[Source records]
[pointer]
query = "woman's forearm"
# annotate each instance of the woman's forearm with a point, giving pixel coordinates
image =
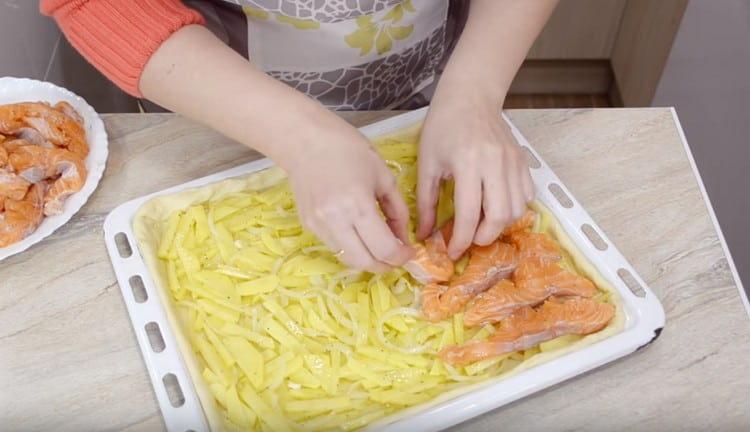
(494, 43)
(194, 74)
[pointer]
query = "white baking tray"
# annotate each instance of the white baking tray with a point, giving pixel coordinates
(644, 316)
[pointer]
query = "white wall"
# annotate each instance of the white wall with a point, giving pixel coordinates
(27, 39)
(707, 79)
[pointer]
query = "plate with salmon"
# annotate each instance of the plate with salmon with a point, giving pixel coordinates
(53, 149)
(265, 329)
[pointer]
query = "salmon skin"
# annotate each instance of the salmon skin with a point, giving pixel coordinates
(536, 281)
(528, 327)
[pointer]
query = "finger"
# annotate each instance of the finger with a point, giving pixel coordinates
(395, 210)
(354, 252)
(468, 204)
(428, 188)
(380, 241)
(495, 206)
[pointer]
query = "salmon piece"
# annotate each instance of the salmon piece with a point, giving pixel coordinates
(432, 308)
(487, 265)
(539, 276)
(536, 245)
(53, 125)
(522, 224)
(502, 299)
(34, 164)
(21, 217)
(528, 327)
(431, 262)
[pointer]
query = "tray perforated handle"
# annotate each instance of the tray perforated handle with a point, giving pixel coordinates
(180, 408)
(585, 232)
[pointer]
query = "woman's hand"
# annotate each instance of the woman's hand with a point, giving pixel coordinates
(468, 140)
(338, 180)
(464, 136)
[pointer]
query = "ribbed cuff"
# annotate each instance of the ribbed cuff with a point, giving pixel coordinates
(118, 37)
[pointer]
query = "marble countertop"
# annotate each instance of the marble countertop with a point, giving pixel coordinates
(69, 359)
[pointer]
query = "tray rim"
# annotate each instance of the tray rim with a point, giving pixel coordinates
(644, 316)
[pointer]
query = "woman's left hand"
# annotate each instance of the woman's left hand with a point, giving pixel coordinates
(470, 142)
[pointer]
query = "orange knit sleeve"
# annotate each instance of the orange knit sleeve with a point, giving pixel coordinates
(118, 37)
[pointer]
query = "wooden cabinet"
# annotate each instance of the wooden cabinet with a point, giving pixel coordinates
(579, 29)
(614, 47)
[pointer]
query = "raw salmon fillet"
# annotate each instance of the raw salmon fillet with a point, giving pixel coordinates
(431, 262)
(537, 276)
(505, 297)
(487, 265)
(528, 327)
(535, 245)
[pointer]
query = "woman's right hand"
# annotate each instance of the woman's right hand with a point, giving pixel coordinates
(339, 180)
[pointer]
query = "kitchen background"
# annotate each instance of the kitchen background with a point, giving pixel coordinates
(693, 55)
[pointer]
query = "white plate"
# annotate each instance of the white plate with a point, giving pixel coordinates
(644, 316)
(27, 90)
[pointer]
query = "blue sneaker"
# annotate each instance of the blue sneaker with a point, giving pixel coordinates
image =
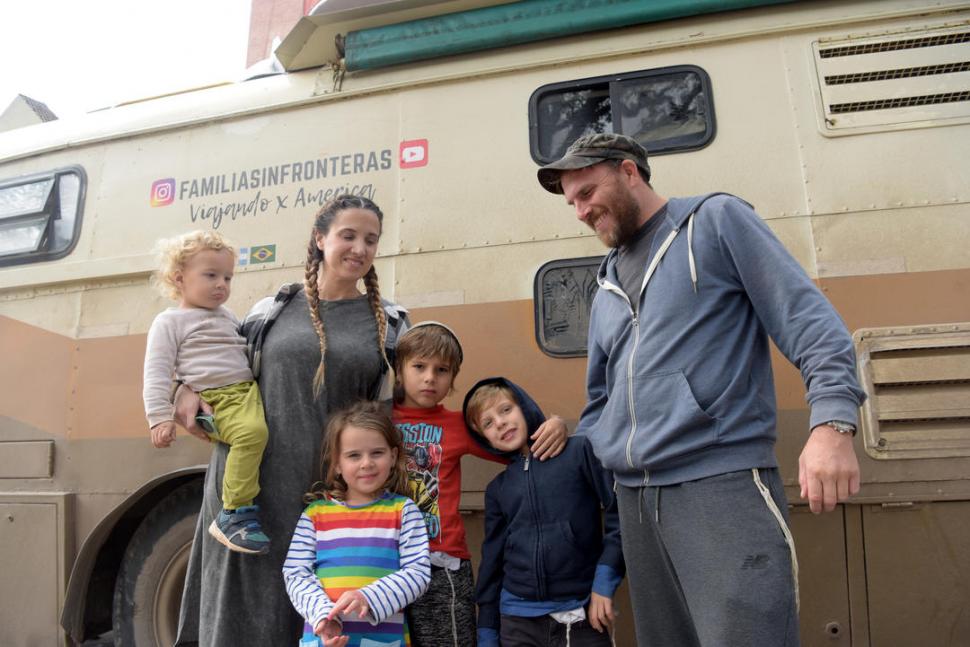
(239, 530)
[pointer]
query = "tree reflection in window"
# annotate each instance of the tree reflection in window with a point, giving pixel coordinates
(666, 110)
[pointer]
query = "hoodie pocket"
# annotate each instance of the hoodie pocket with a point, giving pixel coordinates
(669, 421)
(561, 550)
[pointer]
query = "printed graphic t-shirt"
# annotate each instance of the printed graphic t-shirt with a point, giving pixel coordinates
(435, 439)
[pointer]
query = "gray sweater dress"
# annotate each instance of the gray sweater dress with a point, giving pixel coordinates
(235, 599)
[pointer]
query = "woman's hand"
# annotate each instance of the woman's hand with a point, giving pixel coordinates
(163, 434)
(600, 612)
(329, 630)
(550, 438)
(187, 405)
(349, 602)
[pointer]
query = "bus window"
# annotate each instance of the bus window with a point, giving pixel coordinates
(667, 110)
(40, 216)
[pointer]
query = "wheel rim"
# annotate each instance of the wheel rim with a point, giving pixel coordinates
(168, 597)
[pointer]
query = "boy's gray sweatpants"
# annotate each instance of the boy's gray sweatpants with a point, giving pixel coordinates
(712, 556)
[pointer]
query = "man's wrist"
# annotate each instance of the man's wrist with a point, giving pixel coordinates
(841, 426)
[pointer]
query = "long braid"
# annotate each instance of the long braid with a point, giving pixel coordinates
(374, 295)
(314, 258)
(321, 226)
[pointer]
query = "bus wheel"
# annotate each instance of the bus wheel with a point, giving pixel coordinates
(148, 590)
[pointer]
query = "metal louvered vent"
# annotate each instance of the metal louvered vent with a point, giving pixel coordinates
(896, 81)
(918, 381)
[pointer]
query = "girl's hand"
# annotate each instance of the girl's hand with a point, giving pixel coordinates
(350, 602)
(550, 438)
(600, 612)
(329, 631)
(163, 434)
(187, 405)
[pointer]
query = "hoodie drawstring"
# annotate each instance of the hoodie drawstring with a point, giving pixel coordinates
(770, 502)
(690, 250)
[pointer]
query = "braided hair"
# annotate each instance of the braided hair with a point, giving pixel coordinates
(323, 220)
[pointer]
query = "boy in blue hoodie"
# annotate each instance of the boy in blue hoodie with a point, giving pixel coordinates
(550, 565)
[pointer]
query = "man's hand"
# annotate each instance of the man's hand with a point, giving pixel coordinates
(187, 406)
(828, 470)
(348, 602)
(600, 612)
(329, 630)
(550, 438)
(163, 434)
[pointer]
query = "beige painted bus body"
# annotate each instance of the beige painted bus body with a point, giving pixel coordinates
(876, 212)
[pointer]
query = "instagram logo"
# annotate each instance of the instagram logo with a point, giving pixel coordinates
(414, 153)
(163, 192)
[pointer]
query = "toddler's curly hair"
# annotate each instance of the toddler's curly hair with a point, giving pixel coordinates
(174, 253)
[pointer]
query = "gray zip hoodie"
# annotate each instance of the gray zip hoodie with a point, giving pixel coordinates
(684, 390)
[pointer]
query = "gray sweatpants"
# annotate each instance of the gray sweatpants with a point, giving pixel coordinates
(721, 545)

» **Short task**:
Please count the lines of the material above that contain the string "reflection", treating uppercase and lowercase as different, and reply with only that number.

» **Reply to the task**:
2